* TASK DETAILS *
Looking at the listing below, retype exactly the lines starting at the one containing "Scouting pass: put a marker on the pine" and ending at the one containing "Scouting pass: put a marker on the grass patch, one", both included, and nothing else.
>>>
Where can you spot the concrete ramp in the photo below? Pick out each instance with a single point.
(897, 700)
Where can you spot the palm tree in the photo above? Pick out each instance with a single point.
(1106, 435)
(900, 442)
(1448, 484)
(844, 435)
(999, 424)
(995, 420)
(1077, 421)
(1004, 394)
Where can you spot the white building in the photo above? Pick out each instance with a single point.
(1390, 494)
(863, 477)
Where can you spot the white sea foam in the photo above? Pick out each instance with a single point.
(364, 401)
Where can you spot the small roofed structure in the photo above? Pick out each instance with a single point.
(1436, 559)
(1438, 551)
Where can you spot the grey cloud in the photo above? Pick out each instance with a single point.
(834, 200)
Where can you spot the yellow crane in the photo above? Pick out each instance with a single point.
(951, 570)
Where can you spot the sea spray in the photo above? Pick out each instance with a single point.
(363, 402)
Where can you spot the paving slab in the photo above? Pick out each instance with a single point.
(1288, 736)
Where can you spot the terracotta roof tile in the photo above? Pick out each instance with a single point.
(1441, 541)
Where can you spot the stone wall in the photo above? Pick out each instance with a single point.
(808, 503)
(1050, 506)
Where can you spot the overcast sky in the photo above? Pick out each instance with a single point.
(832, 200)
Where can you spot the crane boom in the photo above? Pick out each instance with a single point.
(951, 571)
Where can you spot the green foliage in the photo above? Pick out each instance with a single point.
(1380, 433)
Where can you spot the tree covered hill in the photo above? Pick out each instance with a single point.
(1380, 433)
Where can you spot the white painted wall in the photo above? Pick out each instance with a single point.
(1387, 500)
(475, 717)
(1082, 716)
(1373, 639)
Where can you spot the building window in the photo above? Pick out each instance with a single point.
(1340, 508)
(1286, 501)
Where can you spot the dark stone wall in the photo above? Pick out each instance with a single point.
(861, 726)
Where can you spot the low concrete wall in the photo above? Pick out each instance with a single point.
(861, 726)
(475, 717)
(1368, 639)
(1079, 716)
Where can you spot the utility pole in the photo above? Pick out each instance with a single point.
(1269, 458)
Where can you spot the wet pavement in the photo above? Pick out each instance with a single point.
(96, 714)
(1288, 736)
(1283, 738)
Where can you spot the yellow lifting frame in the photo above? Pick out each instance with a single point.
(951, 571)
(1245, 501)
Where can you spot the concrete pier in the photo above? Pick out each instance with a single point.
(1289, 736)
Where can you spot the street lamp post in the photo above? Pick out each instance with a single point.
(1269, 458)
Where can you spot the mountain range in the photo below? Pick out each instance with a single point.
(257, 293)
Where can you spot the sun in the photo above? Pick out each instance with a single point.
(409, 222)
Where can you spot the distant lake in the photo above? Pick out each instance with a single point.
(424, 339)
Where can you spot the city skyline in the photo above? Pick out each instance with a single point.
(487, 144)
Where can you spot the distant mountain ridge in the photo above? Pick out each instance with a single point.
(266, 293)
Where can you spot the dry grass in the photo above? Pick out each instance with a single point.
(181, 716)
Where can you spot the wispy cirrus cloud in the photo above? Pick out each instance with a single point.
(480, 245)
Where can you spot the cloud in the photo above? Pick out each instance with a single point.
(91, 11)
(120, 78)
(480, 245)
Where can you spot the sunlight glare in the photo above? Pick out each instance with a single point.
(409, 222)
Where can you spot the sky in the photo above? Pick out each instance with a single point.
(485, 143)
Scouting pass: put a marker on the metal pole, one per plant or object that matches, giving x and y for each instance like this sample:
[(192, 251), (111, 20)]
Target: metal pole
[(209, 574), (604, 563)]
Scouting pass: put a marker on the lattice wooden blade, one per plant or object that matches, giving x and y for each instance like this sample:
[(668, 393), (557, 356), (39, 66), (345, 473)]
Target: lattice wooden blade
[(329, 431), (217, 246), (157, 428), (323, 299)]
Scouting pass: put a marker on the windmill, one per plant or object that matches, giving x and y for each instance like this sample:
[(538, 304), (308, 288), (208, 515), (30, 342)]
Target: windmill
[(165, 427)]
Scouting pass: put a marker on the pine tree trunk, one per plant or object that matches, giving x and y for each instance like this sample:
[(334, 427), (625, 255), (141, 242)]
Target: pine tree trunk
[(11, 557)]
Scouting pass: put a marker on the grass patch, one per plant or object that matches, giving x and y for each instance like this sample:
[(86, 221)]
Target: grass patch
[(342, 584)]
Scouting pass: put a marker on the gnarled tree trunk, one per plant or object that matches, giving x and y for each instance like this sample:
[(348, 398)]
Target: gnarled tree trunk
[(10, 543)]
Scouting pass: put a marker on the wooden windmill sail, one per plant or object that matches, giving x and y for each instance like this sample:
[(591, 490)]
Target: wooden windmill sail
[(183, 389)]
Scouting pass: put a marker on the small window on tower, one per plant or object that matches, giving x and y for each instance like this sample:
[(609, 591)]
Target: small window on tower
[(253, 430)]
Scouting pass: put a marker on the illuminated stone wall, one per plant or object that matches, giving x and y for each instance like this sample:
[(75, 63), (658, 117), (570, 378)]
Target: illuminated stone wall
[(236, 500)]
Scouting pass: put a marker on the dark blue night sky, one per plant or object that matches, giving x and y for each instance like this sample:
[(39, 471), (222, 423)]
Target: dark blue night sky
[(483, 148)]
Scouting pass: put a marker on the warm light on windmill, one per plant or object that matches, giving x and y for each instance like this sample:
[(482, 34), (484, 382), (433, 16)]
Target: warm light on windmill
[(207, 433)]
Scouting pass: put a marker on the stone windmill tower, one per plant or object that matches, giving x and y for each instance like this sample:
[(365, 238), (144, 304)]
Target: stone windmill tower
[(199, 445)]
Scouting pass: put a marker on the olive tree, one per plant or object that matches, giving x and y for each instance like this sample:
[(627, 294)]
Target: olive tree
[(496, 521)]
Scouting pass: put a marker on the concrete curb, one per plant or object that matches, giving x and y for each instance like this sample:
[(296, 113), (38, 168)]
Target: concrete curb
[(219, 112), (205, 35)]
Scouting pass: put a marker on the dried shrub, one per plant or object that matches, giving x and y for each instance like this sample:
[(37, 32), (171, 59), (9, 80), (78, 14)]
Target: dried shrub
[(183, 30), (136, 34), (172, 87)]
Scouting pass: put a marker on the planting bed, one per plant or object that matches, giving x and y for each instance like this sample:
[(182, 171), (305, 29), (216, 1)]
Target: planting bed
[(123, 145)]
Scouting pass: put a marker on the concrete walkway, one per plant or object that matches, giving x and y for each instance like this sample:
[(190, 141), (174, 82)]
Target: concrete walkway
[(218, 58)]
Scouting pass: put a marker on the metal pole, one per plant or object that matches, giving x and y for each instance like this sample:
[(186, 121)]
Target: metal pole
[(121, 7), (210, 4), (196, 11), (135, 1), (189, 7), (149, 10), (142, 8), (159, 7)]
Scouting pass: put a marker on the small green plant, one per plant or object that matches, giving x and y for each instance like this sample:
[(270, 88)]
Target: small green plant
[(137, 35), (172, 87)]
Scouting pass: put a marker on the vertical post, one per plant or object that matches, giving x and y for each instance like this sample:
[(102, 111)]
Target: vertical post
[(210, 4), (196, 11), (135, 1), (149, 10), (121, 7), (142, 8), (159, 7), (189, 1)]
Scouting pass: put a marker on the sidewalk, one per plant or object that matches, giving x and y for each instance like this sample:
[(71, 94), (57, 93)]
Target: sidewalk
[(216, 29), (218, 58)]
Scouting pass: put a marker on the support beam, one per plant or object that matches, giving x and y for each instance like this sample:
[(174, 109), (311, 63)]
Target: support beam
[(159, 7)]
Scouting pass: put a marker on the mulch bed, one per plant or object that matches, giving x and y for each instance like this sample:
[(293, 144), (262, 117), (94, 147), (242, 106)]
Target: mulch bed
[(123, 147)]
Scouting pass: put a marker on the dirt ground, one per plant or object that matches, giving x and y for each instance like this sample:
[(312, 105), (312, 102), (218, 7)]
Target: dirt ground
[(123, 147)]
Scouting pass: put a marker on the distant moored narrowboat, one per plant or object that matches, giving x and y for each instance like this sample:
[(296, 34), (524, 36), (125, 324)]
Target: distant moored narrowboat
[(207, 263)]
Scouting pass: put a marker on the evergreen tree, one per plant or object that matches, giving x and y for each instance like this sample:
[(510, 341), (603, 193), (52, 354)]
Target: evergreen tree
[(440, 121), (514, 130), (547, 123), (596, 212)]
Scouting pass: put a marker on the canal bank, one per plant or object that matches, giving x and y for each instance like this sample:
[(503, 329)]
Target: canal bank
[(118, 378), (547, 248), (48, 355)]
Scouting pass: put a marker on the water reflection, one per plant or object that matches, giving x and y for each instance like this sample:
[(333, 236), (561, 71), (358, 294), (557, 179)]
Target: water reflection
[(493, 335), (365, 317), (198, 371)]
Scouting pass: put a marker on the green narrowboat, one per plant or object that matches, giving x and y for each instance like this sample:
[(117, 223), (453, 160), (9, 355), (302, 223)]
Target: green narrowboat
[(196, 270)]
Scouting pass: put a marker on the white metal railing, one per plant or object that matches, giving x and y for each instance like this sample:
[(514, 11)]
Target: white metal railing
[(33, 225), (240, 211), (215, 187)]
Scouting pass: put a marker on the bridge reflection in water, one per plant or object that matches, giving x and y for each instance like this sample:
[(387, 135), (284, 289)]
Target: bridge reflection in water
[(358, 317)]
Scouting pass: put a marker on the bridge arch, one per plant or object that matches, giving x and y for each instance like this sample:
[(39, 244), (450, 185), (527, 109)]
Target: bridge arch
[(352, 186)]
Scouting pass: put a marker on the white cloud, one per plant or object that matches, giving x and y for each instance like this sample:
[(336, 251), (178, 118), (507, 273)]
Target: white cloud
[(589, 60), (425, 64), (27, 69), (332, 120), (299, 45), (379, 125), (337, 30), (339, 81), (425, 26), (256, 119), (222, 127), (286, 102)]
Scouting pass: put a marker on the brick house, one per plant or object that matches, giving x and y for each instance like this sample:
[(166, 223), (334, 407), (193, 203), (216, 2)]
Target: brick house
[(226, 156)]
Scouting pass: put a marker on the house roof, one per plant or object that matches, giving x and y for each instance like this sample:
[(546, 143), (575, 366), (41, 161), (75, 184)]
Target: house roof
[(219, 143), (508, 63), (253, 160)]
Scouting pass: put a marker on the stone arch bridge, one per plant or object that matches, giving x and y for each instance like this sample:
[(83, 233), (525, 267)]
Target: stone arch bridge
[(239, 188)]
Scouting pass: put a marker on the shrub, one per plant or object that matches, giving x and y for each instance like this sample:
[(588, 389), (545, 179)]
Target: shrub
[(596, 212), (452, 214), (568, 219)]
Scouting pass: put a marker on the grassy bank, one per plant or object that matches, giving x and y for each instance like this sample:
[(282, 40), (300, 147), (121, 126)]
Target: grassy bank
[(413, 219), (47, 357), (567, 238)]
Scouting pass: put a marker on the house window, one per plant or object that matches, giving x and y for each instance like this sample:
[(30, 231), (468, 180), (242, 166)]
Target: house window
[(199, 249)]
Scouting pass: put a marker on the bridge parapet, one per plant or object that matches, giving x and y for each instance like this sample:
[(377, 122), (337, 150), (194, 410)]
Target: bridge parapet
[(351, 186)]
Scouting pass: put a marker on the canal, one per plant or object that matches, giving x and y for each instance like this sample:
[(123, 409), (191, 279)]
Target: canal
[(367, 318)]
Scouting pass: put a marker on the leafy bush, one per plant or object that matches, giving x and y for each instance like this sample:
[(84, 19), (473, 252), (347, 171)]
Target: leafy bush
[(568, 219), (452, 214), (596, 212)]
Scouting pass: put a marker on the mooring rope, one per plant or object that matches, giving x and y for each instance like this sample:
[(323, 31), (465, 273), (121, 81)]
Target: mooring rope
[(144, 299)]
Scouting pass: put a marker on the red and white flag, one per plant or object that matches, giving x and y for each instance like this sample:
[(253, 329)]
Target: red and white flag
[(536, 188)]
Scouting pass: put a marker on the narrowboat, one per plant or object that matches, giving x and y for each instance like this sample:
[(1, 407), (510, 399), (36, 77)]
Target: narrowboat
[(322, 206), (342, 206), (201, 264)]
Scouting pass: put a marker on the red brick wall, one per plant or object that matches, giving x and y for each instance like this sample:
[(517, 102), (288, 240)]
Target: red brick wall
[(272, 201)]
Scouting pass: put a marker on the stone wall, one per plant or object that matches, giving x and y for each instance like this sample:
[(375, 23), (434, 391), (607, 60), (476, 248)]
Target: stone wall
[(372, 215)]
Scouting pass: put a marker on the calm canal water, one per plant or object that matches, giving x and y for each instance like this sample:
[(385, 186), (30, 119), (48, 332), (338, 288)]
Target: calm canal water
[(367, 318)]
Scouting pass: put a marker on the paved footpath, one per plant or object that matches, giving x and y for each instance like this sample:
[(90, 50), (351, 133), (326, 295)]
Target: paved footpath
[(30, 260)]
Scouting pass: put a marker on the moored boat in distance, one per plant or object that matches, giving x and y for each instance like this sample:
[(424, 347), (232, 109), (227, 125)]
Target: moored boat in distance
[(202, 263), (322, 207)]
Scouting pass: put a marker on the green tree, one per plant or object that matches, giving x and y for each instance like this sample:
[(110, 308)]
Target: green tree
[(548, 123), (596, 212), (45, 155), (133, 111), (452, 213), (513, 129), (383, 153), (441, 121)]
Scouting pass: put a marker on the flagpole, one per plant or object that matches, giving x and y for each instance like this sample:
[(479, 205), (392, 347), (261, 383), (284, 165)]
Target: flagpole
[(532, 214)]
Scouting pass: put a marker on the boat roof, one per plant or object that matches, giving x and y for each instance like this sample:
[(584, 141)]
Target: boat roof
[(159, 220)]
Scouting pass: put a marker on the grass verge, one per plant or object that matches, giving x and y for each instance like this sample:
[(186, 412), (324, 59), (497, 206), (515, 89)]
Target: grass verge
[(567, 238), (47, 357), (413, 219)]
<<<
* WORKED SOLUTION *
Scouting pass: put a marker on the pine tree trunk, one per plant or object that matches, giving x and y for each instance like this sample:
[(334, 427), (625, 255), (141, 242)]
Target: pine tree trunk
[(11, 557)]
Scouting pass: put a marker on the grass patch, one per plant or object that matches, giving x and y for each instance like this sample:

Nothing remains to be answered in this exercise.